Exercise input –
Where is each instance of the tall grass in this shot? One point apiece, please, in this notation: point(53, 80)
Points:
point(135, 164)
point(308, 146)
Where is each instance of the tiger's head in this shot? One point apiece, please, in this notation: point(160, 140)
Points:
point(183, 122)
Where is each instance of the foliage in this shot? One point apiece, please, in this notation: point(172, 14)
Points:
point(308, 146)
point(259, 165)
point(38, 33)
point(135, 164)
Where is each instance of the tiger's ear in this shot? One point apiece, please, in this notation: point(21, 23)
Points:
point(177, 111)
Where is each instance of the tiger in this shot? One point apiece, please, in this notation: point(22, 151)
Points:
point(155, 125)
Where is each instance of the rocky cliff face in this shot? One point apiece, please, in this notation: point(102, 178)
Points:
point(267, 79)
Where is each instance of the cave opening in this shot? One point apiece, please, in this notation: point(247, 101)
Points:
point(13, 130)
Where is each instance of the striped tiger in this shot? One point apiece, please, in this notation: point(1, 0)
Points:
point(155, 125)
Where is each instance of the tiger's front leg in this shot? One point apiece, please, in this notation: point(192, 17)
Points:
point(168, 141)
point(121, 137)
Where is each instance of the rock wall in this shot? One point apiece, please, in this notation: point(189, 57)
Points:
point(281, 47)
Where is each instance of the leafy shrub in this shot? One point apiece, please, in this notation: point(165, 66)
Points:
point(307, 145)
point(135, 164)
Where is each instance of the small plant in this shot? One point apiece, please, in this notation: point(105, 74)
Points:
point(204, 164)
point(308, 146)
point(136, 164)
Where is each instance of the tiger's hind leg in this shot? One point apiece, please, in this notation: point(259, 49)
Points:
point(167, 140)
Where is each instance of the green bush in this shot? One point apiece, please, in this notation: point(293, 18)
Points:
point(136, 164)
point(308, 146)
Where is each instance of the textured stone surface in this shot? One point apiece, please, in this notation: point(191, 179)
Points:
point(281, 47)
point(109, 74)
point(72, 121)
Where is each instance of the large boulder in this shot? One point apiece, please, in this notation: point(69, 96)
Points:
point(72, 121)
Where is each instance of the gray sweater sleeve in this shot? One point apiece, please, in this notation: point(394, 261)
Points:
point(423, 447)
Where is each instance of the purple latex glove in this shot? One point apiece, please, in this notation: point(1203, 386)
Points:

Task directions – Render the entire listing above as a JSON list of strings, with one string for each line and no blank lines.

Correct answer –
[
  "Where is each instance of the tall grass in this shot? One point apiece, please, in this notation: point(53, 80)",
  "Points:",
  "point(135, 164)",
  "point(308, 146)",
  "Where is each instance of the tiger's head in this shot? One point apiece, please, in this notation: point(160, 140)",
  "Points:",
  "point(183, 122)",
  "Where is each instance of the foliage in this shot? One point apiece, please, in this notation: point(172, 14)",
  "Points:",
  "point(308, 146)",
  "point(259, 165)",
  "point(38, 33)",
  "point(135, 164)",
  "Where is each instance of the tiger's ear in this shot? One point apiece, please, in this notation: point(21, 23)",
  "Points:",
  "point(177, 111)",
  "Where is each instance of the tiger in this shot? One point apiece, please, in this notation: point(22, 151)",
  "Points:",
  "point(155, 125)",
  "Where is each instance of the rocky cliff face in this shot? One point apiece, please, in this notation: point(102, 178)",
  "Points:",
  "point(267, 79)",
  "Where is each instance of the cave opening in this shot? One point apiece, please, in this notation: point(247, 101)",
  "Points:",
  "point(13, 130)",
  "Where is each instance of the striped tiger in this shot? One point apiece, please, in this notation: point(1, 0)",
  "Points:",
  "point(155, 125)",
  "Where is each instance of the tiger's front leg in this shot? One point apiece, please, in this notation: point(192, 17)",
  "Points:",
  "point(168, 141)",
  "point(121, 137)",
  "Where is each instance of the rock wall in this shot? One point apiece, please, in this notation: point(189, 57)",
  "Points:",
  "point(281, 47)",
  "Where is each instance of the leafy shrub in this shot? One point apiece, please, in this notation: point(165, 66)",
  "Points:",
  "point(307, 145)",
  "point(135, 164)",
  "Where is each instance of the small plant in this shot? One point apiece, please, in this notation: point(105, 74)",
  "Points:",
  "point(204, 164)",
  "point(308, 146)",
  "point(136, 164)",
  "Where is each instance of the tiger's hind leg in this shot? One point apiece, please, in this notation: point(259, 49)",
  "Points:",
  "point(167, 140)",
  "Where is each instance of the green bush in this shot? One point apiece, please, in this notation: point(293, 18)",
  "Points:",
  "point(136, 164)",
  "point(308, 146)",
  "Where is each instance of the textured stone surface in this shot? One point apiece, please, in this notation: point(191, 179)",
  "Points:",
  "point(281, 47)",
  "point(109, 74)",
  "point(72, 121)",
  "Where is each instance of the large boulder in this shot? One point apiece, please, in this notation: point(69, 96)",
  "Points:",
  "point(72, 121)",
  "Where is each instance of the gray sweater sleeve in this shot? One point apiece, please, in this notation: point(394, 261)",
  "Points:",
  "point(423, 447)",
  "Where is each instance of the purple latex glove in this shot? One point apiece, please, in this notation: point(1203, 386)",
  "Points:"
]